Directions for this task: Output all of the data below exactly as given.

Given records:

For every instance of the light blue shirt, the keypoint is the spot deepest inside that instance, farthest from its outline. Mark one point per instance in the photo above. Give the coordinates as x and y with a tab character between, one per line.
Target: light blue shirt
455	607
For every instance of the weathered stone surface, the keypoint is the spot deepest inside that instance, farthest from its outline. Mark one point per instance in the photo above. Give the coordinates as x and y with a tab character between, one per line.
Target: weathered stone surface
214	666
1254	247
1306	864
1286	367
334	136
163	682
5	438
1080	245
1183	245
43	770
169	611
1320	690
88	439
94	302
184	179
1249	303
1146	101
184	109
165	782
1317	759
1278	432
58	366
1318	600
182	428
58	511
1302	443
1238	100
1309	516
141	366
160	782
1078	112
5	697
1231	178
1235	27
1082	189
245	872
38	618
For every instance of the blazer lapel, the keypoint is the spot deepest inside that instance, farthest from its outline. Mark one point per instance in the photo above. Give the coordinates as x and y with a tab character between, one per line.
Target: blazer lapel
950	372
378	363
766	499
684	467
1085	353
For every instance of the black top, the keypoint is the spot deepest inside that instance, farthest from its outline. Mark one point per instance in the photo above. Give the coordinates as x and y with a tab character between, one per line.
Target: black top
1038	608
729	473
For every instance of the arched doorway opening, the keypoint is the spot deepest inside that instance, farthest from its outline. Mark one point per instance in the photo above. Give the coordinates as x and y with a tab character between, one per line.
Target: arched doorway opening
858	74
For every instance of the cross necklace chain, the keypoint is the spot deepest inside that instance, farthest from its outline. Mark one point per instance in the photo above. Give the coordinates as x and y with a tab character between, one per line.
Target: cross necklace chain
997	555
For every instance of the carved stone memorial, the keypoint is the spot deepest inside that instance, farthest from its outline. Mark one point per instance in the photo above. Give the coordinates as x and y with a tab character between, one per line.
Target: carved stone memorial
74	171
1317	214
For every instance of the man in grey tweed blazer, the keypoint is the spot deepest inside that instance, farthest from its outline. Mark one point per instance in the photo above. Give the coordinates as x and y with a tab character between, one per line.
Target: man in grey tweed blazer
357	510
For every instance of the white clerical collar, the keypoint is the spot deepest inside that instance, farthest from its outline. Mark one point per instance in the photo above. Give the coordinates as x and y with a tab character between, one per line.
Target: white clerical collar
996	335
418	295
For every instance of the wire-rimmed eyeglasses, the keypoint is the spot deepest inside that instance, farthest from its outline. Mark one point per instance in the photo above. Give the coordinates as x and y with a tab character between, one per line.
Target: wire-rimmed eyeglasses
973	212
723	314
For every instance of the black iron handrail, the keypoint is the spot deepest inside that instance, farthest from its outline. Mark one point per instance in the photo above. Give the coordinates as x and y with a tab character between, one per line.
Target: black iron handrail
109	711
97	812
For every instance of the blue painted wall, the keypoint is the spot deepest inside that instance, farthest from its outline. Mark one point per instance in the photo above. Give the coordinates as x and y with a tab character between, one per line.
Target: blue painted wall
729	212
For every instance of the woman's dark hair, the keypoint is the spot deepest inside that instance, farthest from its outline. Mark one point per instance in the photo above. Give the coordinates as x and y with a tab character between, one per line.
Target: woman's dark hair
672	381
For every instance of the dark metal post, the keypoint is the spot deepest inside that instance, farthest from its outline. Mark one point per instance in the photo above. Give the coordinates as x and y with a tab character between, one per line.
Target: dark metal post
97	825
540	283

Response to the exercise:
For every instance of the light blue shirt, the keypoint is the spot deepest inside that instance, farthest from its outline. Mark one point per instance in the photo above. Give the coordinates as x and y with a tab character between, one per line.
Target: light blue shirt
455	607
For every instance of the weathered stone surface, the keypoint is the spot deepest inside that instance, farthest from its outline. Mark one point per instance in the photo above. Give the coordinates as x and y with a tab character between, one per line.
Target: weathered stone surface
214	666
1254	247
1306	864
1286	367
334	136
163	682
5	438
1080	245
1183	245
43	770
169	611
1320	690
88	439
94	302
184	179
1249	303
1146	101
184	109
165	782
1317	759
1278	432
58	366
1318	600
182	428
58	511
1302	443
1238	100
1309	516
141	366
160	782
1078	112
5	697
1231	178
1235	27
1082	189
245	872
38	618
For every instance of the blazer lapel, the keypoint is the spot deepest inside that instance, farthest from its outline. Mark one point per instance in the photo above. Give the coordinates as x and y with a tab character between, one per line.
Target: blazer lapel
950	372
378	363
766	499
684	467
1085	353
For every instance of the black top, the keypoint is the spot deepest inside that instance, farthest from its outline. Mark one point per instance in the photo above. Give the coordinates as x and y with a tab character between, one per line.
Target: black top
1038	608
729	473
For every instance of the arched doorway opening, the keypoint is the spot deepest inside that instance, farthest from its outline. Mark one point per instance in the photo above. Give the coordinates as x and y with a tab character between, one per line.
Target: arched doorway opening
858	74
For every instance of the cross necklace chain, the keypoint is the spot deepest inside that instance, farthest from its outline. Mark one point per instance in the photo above. Give the coordinates as x and y with a tab character between, one per line.
Target: cross necklace chain
997	555
For every instance of the carved stone memorial, the keypoint is the spot deepest inside that instance, farthest from its outline. Mark one point per instance in the photo above. Give the coordinates as x and y with a tab character between, one per line.
Target: carved stone memorial
74	171
1317	214
For every instance of the man in grey tweed blazer, the keypoint is the spot deepest inside that instance, farthest from its outline. Mark one point per instance in the photo above. Give the coordinates as x and y with a tab character between, one per line.
Target: man in grey tweed blazer
357	510
For every instance of the white clerical collar, the keypoint is the spot deepest inside that instance, farthest from its outline. Mark one point per instance in the photo above. Give the coordinates as x and y with a tab character between, one per line.
Target: white clerical collar
996	335
418	295
For every instance of the wire-rimmed eyeglasses, the keypoint is the spot deepest inside that instance, farthest from its outline. Mark one point per instance in the photo above. Give the coordinates as x and y with a tab character between, one per line.
Target: wire-rimmed eyeglasses
973	212
723	314
For every instance of the black iron handrail, the keypoint is the spot deepest inside that instance, farthest from its outline. Mark one point per instance in the photo above. Give the coordinates as x and y with a tab character between, one per line.
Target: black iron handrail
109	711
97	812
For every instance of the blue painted wall, the keypoint is the spot deepest inside that instance, farthest from its outline. Mark one point per instance in the photo above. Give the coordinates as x and y with a tab character between, one per line.
Target: blue painted wall
729	212
For every instance of the woman's dark hair, the keypoint is the spot deepest inside that instance, farthest from its outline. Mark one point per instance in the photo above. Give the coordinates as x and y with a tab character between, one per line.
Target: woman's dark hair
672	381
For every instance of the dark metal post, the keypoint is the spot deepest inside that instance, farthest from its outline. Mark one point per instance in the photo above. Give the coordinates as x and y with a tab character between, one per line.
Target: dark metal post
97	825
540	283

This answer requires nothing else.